The answer must be one number: how many lines below contain the word "mouth".
::: Input material :::
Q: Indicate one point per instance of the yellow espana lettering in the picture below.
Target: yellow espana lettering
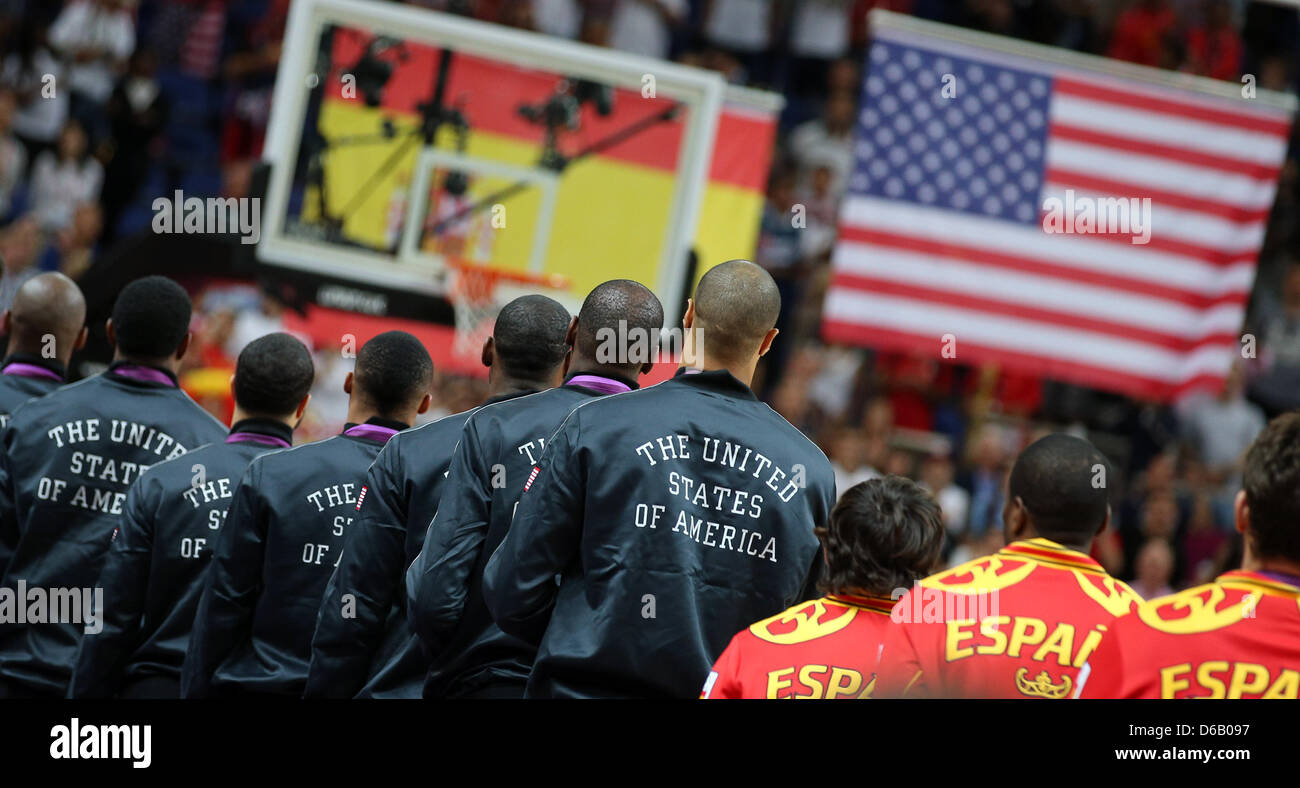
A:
(956, 635)
(1171, 680)
(1247, 678)
(992, 630)
(843, 682)
(1060, 643)
(813, 684)
(1205, 678)
(778, 680)
(1026, 632)
(1287, 687)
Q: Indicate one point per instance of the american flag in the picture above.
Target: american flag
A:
(962, 147)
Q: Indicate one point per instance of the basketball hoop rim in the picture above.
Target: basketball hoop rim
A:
(493, 273)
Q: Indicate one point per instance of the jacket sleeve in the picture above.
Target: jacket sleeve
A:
(8, 502)
(542, 541)
(438, 579)
(230, 587)
(102, 656)
(360, 592)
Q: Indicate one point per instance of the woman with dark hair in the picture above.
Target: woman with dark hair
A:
(64, 178)
(884, 536)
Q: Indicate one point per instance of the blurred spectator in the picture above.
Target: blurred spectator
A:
(984, 481)
(1220, 429)
(849, 459)
(1142, 33)
(645, 26)
(137, 112)
(827, 141)
(95, 38)
(34, 74)
(20, 243)
(73, 249)
(1214, 47)
(64, 178)
(936, 476)
(13, 155)
(1155, 570)
(819, 34)
(1277, 385)
(557, 17)
(742, 29)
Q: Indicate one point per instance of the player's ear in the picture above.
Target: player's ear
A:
(571, 336)
(300, 411)
(185, 346)
(1240, 512)
(1105, 522)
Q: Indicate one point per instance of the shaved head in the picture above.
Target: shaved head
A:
(609, 304)
(1064, 484)
(736, 304)
(48, 304)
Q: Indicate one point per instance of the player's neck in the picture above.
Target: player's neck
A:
(1281, 566)
(242, 415)
(744, 372)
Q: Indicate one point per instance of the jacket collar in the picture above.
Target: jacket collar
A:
(1266, 581)
(143, 375)
(29, 364)
(714, 380)
(267, 432)
(1052, 554)
(376, 429)
(865, 601)
(601, 381)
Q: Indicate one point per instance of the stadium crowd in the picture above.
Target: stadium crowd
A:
(176, 94)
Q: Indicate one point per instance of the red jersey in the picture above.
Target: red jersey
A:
(820, 649)
(1236, 637)
(1014, 624)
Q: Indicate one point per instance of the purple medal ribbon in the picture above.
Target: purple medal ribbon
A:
(372, 432)
(144, 373)
(30, 371)
(1282, 577)
(603, 385)
(254, 437)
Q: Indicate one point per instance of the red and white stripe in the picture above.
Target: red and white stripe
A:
(1153, 320)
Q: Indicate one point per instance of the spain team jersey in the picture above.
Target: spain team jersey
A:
(820, 649)
(1236, 637)
(1014, 624)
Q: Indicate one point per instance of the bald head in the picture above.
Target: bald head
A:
(598, 334)
(47, 306)
(1062, 483)
(736, 306)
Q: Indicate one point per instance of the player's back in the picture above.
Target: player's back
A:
(1018, 623)
(1235, 637)
(700, 507)
(154, 571)
(819, 649)
(69, 458)
(511, 434)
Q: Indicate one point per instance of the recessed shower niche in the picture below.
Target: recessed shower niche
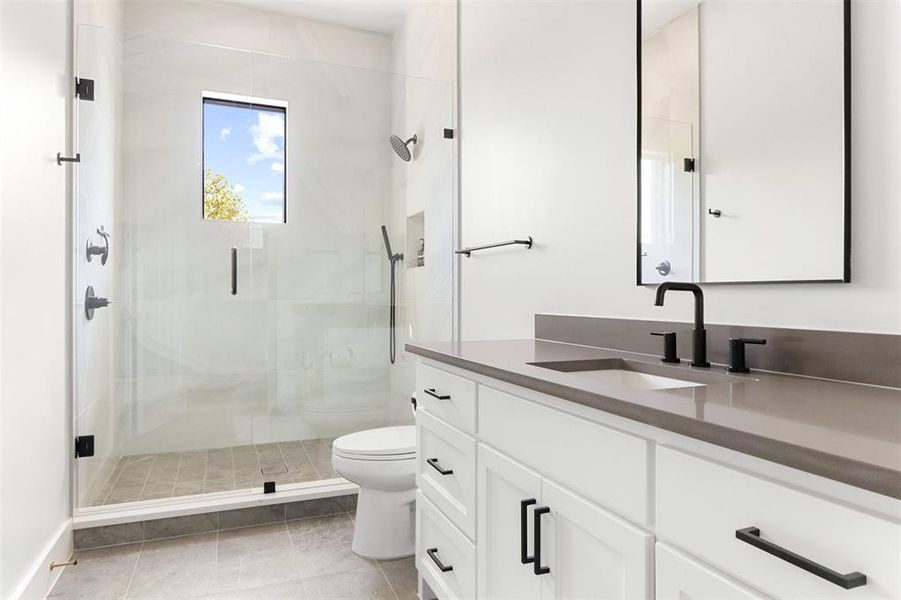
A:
(415, 240)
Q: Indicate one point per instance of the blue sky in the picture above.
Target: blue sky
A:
(247, 145)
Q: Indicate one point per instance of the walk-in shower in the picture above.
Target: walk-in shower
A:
(245, 196)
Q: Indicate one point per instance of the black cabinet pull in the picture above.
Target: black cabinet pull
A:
(437, 467)
(751, 535)
(539, 570)
(524, 531)
(234, 265)
(433, 554)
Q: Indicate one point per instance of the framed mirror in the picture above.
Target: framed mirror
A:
(744, 141)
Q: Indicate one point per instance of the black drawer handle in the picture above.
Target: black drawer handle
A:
(431, 392)
(433, 554)
(751, 535)
(524, 531)
(439, 468)
(539, 570)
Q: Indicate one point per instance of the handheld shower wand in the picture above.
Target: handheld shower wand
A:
(393, 259)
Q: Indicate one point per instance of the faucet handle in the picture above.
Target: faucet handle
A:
(670, 354)
(737, 363)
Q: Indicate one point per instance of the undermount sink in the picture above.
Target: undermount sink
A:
(634, 375)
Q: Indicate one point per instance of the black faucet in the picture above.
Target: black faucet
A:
(699, 335)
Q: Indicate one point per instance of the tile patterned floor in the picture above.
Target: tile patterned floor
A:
(304, 559)
(150, 476)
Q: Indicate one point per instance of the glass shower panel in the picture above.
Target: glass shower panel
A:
(99, 185)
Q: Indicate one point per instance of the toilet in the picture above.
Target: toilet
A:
(383, 463)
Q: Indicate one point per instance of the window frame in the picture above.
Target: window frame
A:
(249, 102)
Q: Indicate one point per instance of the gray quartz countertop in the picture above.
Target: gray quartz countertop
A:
(847, 432)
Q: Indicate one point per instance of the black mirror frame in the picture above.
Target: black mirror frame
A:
(846, 90)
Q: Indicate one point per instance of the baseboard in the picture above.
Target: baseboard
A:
(40, 578)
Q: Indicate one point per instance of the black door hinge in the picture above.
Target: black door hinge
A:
(84, 89)
(84, 446)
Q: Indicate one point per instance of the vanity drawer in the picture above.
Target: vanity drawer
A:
(447, 470)
(438, 541)
(599, 463)
(701, 507)
(679, 577)
(448, 397)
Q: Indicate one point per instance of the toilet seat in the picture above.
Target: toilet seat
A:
(385, 443)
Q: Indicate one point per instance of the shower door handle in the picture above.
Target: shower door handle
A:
(234, 269)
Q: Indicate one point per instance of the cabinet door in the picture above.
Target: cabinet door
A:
(679, 576)
(591, 553)
(502, 487)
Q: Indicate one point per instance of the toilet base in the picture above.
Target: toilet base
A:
(385, 524)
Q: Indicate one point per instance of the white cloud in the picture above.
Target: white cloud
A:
(268, 128)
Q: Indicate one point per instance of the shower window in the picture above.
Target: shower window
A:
(244, 142)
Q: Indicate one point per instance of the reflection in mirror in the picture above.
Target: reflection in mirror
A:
(743, 141)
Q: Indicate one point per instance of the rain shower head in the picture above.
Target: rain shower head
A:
(401, 148)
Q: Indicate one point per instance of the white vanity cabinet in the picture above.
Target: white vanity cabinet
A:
(551, 500)
(584, 551)
(680, 577)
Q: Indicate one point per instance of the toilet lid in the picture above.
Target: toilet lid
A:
(378, 442)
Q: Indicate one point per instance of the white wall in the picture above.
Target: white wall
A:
(548, 141)
(424, 49)
(35, 442)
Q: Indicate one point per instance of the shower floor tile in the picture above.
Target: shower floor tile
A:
(171, 474)
(306, 558)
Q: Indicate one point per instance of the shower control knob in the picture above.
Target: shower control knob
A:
(92, 302)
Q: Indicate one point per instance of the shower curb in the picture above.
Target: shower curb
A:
(210, 522)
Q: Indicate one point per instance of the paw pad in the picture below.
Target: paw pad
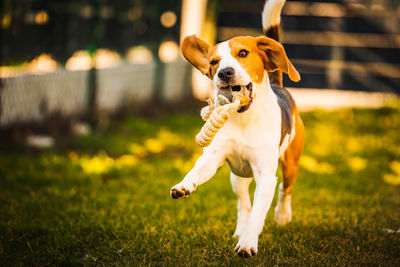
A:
(176, 193)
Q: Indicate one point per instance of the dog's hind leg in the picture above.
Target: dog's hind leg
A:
(290, 166)
(240, 186)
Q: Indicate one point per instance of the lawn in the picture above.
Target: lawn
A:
(103, 199)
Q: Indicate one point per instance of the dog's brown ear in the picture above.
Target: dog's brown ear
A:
(195, 50)
(274, 56)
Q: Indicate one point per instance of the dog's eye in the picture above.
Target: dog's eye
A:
(243, 53)
(214, 62)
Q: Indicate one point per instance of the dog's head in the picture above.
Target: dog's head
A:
(237, 64)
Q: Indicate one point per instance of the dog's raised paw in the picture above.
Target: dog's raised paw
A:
(179, 193)
(247, 246)
(244, 253)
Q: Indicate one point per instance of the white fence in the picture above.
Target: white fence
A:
(33, 98)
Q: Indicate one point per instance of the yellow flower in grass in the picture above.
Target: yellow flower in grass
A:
(312, 165)
(154, 145)
(394, 177)
(357, 164)
(97, 164)
(126, 161)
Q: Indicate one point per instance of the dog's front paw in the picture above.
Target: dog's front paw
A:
(181, 191)
(247, 245)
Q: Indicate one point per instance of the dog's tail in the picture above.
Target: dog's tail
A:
(271, 20)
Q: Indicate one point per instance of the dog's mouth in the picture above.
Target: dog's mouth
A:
(232, 92)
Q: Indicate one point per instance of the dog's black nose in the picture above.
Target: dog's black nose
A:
(226, 74)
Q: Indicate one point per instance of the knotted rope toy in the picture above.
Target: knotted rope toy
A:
(217, 115)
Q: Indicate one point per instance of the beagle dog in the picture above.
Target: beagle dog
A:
(266, 131)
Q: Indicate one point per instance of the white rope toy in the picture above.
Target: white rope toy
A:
(216, 117)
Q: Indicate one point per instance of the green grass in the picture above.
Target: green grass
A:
(104, 199)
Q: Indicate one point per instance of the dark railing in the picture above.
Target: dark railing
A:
(350, 45)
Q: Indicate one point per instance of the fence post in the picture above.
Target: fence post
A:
(95, 35)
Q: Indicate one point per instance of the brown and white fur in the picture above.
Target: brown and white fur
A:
(254, 139)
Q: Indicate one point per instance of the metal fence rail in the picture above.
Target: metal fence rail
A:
(33, 98)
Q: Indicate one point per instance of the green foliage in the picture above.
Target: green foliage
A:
(105, 200)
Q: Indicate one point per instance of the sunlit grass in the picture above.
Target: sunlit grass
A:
(105, 199)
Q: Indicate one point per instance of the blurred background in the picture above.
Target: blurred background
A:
(98, 114)
(98, 57)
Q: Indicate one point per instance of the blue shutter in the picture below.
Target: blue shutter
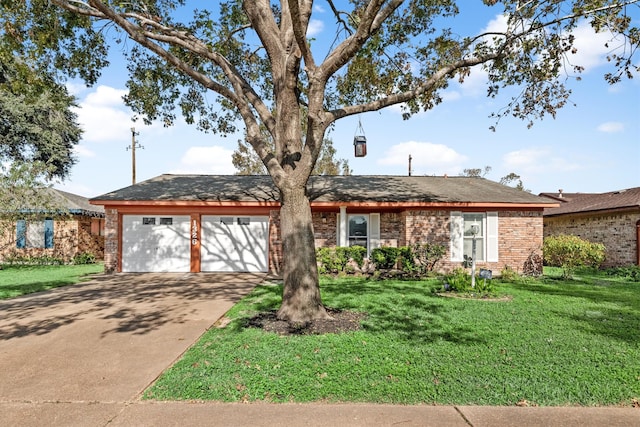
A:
(21, 234)
(48, 233)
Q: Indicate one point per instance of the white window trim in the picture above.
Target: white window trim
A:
(373, 229)
(490, 236)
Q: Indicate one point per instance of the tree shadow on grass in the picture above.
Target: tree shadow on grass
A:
(408, 310)
(122, 303)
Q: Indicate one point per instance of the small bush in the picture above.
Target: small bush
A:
(533, 266)
(459, 280)
(427, 255)
(407, 260)
(84, 258)
(357, 254)
(334, 260)
(385, 258)
(15, 259)
(631, 272)
(508, 274)
(331, 260)
(570, 252)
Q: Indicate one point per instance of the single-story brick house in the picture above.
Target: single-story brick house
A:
(612, 219)
(74, 228)
(205, 223)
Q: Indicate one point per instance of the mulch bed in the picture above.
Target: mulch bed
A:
(341, 321)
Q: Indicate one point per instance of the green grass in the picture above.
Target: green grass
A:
(553, 343)
(22, 280)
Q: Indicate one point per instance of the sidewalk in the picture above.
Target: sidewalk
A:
(82, 355)
(138, 413)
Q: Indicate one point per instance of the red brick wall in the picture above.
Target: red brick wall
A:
(111, 241)
(520, 235)
(616, 231)
(275, 243)
(70, 238)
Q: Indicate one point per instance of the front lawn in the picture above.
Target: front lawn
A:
(21, 280)
(553, 342)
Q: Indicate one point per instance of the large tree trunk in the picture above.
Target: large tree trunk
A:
(301, 300)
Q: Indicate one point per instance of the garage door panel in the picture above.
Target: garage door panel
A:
(232, 243)
(151, 246)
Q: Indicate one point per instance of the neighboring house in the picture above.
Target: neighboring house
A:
(202, 223)
(612, 219)
(74, 227)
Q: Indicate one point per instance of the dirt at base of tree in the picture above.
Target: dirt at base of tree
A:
(341, 321)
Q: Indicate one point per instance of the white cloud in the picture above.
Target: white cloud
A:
(206, 160)
(611, 127)
(590, 46)
(315, 27)
(537, 160)
(103, 116)
(83, 151)
(426, 158)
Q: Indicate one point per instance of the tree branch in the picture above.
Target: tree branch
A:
(370, 21)
(300, 23)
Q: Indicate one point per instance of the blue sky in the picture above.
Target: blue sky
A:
(592, 147)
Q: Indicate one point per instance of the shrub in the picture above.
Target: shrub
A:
(357, 254)
(331, 260)
(508, 274)
(427, 256)
(384, 258)
(15, 259)
(407, 260)
(570, 252)
(84, 258)
(459, 280)
(334, 260)
(533, 266)
(630, 272)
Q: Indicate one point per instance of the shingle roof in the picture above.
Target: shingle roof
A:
(76, 204)
(354, 188)
(614, 200)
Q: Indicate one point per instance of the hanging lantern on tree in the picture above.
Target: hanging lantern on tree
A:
(360, 141)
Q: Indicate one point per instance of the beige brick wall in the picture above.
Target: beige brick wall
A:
(111, 241)
(70, 237)
(520, 235)
(616, 231)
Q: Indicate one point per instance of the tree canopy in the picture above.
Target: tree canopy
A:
(255, 64)
(37, 123)
(246, 161)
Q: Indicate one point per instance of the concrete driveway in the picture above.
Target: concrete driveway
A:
(106, 340)
(82, 355)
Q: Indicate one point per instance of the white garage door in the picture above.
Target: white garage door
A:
(155, 243)
(234, 243)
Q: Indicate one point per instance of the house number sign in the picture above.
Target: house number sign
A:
(194, 232)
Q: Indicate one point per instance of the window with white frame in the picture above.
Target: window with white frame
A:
(34, 234)
(359, 230)
(486, 237)
(358, 233)
(474, 221)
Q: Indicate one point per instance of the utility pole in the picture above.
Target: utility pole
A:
(132, 147)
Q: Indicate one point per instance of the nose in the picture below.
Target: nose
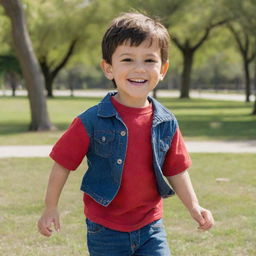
:::
- **Result for this task**:
2